Work instructions: Put each line of the records below into a JSON list of strings, one string per line and no blank lines. Begin with the line containing "Question. Provide the position of each instance of the damp" and go on through the final line of the records.

╭─ Working data

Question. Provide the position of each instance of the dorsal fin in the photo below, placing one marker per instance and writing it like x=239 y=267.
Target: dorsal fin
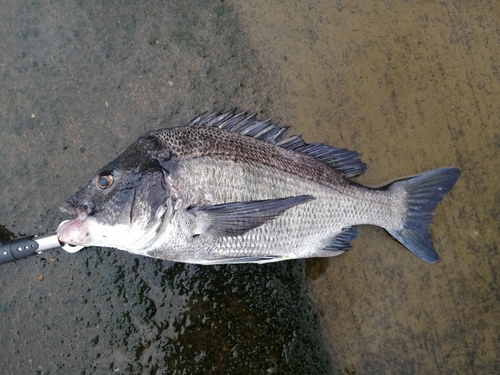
x=344 y=161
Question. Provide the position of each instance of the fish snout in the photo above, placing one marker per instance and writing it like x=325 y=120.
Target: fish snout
x=79 y=210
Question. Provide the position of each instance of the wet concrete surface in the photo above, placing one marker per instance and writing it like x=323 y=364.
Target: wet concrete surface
x=412 y=87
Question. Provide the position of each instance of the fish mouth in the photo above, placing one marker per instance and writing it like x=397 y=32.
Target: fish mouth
x=78 y=210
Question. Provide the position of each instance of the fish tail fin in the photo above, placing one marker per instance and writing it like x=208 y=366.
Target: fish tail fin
x=424 y=192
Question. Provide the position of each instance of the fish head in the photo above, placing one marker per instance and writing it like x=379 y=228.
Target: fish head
x=125 y=203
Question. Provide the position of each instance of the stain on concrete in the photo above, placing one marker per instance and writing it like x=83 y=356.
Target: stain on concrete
x=411 y=86
x=79 y=82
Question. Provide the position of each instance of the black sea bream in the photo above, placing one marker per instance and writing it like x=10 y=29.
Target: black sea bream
x=226 y=188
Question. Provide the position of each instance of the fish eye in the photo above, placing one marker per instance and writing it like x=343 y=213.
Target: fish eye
x=104 y=181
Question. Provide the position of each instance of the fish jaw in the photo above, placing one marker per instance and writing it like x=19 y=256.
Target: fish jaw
x=74 y=232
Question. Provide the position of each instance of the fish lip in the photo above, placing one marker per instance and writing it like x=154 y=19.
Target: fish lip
x=78 y=210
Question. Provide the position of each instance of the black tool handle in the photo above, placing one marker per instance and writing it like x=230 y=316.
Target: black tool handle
x=17 y=249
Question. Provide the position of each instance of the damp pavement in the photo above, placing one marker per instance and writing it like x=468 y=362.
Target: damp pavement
x=412 y=87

╰─

Expected answer:
[
  "Question. Provide the position of each instance of the damp pavement in the photo above, placing one marker per instance and writing it like x=468 y=362.",
  "Target: damp pavement",
  "x=412 y=87"
]